Exercise instructions >> Each line from the one that contains "of the dome" to the end of the entries must be copied word for word, and only those lines.

Given information >>
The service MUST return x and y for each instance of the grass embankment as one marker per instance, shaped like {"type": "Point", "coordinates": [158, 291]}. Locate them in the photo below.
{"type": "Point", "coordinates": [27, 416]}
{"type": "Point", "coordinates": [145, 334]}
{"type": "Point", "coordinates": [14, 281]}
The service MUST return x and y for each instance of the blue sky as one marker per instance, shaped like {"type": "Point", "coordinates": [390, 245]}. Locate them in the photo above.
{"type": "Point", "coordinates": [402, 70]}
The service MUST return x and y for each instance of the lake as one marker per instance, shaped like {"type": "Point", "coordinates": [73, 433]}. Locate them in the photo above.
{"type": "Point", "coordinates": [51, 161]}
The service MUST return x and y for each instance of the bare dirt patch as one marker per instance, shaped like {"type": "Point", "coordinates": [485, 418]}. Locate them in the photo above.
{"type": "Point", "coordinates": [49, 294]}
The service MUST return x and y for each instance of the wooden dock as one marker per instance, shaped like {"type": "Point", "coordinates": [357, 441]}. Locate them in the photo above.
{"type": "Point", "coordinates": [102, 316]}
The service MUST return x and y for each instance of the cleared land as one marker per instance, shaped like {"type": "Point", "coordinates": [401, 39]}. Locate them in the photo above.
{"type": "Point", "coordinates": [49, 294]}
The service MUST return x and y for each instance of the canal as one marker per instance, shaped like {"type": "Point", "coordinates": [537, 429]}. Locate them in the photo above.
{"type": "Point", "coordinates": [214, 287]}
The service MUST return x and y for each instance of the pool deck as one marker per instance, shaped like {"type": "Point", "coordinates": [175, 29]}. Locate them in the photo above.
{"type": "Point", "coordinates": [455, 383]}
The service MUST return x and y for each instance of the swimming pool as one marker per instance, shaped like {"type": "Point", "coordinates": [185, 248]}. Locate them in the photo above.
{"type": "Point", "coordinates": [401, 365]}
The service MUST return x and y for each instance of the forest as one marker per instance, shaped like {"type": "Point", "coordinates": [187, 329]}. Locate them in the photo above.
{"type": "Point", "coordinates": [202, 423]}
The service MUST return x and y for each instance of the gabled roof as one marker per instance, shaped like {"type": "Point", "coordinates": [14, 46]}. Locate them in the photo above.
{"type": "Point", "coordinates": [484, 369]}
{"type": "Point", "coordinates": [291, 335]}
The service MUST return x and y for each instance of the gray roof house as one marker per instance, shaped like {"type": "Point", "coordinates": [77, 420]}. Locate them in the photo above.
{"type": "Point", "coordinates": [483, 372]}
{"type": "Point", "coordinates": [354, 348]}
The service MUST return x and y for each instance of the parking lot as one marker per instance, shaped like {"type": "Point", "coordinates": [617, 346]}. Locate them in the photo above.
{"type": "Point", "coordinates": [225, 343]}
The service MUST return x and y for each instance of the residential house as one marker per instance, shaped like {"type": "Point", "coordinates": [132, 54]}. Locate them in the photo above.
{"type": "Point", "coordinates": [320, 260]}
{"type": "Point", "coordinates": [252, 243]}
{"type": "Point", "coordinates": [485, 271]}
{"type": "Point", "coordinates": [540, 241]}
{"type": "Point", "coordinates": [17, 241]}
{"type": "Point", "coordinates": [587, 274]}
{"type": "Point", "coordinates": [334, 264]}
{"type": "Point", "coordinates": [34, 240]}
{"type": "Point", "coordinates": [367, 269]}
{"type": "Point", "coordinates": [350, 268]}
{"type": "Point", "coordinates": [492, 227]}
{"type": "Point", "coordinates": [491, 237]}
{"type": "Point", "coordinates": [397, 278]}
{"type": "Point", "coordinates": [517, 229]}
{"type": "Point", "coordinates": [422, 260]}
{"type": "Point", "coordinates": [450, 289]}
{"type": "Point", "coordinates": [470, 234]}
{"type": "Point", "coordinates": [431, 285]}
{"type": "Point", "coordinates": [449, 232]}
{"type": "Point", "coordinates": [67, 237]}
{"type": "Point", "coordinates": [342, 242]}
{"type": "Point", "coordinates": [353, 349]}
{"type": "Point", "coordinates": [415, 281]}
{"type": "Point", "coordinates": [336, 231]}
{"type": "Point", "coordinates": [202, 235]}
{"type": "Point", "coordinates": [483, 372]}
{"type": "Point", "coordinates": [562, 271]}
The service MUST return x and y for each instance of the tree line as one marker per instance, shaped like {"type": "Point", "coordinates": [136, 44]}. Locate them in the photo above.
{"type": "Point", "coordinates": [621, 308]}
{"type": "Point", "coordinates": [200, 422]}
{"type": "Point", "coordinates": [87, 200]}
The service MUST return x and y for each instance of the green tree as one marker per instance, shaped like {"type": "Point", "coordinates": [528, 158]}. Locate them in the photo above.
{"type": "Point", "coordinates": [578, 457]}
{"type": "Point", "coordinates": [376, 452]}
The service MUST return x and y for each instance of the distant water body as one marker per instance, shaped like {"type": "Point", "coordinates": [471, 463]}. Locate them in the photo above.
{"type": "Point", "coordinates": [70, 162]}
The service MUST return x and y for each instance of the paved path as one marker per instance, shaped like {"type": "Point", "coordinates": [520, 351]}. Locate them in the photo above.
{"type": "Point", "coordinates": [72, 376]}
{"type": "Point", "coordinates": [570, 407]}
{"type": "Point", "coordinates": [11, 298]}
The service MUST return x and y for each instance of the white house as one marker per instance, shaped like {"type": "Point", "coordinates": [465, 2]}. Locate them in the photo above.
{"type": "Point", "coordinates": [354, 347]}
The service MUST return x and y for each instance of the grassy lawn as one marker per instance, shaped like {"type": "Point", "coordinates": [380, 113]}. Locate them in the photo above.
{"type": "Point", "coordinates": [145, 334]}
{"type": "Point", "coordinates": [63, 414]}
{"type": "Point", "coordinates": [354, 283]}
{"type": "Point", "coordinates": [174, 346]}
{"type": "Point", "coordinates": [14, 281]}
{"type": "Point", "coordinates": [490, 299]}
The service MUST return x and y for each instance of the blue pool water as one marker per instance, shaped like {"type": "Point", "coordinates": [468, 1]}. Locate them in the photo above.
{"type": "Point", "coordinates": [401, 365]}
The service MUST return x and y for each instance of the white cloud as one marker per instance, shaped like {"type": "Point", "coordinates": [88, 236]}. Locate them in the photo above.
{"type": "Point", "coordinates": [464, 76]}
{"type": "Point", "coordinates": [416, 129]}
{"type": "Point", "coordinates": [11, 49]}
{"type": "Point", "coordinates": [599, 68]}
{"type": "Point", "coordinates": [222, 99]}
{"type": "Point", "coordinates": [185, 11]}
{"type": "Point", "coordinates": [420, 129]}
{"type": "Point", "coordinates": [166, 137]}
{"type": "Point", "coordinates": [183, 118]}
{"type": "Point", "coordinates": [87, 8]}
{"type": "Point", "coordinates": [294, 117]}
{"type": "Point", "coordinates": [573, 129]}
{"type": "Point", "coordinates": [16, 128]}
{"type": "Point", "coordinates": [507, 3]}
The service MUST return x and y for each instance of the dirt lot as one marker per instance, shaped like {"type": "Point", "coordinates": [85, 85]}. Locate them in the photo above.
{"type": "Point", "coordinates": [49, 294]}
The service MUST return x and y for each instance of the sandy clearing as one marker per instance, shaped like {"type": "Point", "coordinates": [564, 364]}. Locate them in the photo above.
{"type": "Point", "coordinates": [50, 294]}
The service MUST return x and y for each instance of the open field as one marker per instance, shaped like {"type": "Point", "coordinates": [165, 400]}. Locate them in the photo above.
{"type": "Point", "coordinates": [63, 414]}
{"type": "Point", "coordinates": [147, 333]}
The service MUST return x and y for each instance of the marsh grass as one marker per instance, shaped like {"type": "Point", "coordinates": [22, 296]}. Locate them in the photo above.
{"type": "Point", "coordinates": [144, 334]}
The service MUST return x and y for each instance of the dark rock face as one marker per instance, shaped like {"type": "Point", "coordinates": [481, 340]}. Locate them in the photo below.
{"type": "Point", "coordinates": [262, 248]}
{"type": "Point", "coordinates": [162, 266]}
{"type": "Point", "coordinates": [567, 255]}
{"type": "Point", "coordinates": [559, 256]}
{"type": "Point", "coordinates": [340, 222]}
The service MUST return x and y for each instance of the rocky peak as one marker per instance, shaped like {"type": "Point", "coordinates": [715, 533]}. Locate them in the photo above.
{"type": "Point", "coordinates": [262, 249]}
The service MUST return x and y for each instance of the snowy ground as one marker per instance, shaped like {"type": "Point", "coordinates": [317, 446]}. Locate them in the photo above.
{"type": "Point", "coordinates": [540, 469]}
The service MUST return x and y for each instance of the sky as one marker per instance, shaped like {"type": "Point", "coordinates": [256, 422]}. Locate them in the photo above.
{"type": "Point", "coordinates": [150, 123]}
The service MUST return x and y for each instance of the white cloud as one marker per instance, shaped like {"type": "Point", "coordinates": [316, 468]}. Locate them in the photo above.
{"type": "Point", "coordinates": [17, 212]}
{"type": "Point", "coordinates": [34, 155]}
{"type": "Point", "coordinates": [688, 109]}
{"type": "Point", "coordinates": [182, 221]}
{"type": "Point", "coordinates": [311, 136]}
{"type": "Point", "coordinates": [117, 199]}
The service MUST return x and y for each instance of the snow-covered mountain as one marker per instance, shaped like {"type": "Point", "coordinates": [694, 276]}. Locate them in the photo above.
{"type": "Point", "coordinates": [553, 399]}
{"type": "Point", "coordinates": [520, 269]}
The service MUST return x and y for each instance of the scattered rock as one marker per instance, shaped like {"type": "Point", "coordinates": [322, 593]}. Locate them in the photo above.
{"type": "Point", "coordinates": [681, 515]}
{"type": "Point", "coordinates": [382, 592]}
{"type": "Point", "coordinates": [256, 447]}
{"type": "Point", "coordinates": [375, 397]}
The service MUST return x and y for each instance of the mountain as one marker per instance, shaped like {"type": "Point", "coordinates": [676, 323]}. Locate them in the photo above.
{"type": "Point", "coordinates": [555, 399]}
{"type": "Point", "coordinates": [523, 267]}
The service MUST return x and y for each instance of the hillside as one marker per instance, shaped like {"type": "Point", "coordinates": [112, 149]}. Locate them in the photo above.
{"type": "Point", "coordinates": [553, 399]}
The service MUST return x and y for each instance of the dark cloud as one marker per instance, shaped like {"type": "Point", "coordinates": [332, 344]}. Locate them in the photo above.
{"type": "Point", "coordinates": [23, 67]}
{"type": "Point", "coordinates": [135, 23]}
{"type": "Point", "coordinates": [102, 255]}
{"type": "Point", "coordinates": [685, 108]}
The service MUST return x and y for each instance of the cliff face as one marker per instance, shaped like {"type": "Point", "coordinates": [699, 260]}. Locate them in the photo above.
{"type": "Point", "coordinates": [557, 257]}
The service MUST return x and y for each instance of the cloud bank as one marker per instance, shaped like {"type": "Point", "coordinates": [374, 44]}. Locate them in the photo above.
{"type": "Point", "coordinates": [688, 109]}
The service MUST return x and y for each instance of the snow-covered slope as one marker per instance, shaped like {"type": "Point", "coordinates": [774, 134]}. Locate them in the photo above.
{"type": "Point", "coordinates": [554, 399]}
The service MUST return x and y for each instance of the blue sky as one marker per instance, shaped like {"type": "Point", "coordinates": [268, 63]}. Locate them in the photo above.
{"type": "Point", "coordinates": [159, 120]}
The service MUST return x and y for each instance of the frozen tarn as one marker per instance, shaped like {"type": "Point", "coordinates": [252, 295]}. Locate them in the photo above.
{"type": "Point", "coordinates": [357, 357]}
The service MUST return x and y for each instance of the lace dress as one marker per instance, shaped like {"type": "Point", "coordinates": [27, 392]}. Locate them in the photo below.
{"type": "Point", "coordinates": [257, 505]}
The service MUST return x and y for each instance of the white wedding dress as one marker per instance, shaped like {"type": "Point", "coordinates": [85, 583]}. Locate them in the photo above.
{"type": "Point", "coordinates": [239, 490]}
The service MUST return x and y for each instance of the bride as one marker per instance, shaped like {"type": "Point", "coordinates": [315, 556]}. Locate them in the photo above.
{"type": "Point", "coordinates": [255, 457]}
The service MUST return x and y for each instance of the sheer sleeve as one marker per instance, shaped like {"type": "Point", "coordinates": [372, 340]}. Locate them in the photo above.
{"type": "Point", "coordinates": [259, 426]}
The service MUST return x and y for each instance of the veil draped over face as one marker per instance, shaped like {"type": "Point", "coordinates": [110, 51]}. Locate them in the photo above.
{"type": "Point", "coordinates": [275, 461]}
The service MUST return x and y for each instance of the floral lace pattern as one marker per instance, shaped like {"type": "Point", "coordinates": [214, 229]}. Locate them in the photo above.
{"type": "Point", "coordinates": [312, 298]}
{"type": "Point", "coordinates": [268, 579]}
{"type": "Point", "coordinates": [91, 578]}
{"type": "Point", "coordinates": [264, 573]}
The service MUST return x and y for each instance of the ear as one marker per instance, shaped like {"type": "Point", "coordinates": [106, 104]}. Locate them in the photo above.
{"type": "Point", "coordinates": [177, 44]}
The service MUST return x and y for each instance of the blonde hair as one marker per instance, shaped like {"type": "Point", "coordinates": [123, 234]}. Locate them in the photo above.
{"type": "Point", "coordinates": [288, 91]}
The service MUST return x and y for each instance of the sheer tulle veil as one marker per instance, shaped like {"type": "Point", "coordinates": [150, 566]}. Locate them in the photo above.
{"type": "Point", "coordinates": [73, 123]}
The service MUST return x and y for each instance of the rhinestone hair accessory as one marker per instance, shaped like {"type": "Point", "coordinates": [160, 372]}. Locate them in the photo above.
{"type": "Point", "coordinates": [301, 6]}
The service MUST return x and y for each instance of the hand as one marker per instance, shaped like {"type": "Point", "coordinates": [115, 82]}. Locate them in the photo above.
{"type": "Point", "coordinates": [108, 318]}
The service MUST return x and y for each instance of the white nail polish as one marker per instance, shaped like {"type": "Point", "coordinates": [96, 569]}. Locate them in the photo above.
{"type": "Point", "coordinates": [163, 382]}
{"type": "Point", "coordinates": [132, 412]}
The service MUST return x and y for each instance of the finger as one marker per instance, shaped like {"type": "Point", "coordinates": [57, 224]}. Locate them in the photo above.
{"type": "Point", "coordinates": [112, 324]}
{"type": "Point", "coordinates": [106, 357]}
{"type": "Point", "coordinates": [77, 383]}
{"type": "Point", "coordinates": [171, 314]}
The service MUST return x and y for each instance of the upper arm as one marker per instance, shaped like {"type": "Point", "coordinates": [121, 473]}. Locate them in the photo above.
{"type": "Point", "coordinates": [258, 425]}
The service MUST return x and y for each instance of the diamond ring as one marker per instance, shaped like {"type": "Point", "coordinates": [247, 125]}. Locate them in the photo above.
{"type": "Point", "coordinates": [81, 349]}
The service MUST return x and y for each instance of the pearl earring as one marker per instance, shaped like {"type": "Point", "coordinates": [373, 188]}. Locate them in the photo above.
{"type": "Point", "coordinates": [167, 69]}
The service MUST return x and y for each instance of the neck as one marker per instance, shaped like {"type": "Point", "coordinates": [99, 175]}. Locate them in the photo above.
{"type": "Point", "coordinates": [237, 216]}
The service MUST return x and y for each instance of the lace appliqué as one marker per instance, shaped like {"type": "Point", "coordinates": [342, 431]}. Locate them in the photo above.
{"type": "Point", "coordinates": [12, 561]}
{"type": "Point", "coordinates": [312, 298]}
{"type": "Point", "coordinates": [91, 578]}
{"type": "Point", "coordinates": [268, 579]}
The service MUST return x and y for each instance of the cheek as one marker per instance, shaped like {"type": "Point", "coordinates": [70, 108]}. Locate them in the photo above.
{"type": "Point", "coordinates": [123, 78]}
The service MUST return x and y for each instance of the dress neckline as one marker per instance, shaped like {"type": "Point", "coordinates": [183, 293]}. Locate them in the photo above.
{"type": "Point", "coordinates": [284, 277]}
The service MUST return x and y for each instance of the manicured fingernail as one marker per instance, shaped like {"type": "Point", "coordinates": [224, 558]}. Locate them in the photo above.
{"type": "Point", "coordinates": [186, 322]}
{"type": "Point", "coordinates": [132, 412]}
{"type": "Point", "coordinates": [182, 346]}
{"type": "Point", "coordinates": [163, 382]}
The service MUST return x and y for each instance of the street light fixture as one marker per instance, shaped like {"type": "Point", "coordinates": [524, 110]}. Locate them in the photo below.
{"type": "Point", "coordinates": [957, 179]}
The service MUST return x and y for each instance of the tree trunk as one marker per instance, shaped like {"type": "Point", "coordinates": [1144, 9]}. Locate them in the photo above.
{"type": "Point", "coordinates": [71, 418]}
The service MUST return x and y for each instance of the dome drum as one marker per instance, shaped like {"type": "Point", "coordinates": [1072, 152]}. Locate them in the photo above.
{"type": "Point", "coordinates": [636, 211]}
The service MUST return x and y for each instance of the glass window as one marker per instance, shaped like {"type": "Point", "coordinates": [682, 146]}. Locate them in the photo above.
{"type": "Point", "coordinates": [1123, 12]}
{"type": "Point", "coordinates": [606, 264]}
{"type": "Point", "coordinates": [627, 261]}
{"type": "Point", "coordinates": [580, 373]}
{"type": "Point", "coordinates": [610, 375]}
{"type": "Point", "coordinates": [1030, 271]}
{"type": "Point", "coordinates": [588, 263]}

Response to the task >>
The service MUST return x and y for each instance of the dome drum as one marker per instance, shaped like {"type": "Point", "coordinates": [1072, 152]}. Locate them in the photo above.
{"type": "Point", "coordinates": [636, 211]}
The service MUST return x and y for each instance of the glass window as one marker per instance, shaped like {"type": "Point", "coordinates": [682, 146]}. Locate them in the photo above.
{"type": "Point", "coordinates": [1123, 12]}
{"type": "Point", "coordinates": [606, 264]}
{"type": "Point", "coordinates": [627, 261]}
{"type": "Point", "coordinates": [580, 373]}
{"type": "Point", "coordinates": [610, 375]}
{"type": "Point", "coordinates": [1030, 271]}
{"type": "Point", "coordinates": [588, 263]}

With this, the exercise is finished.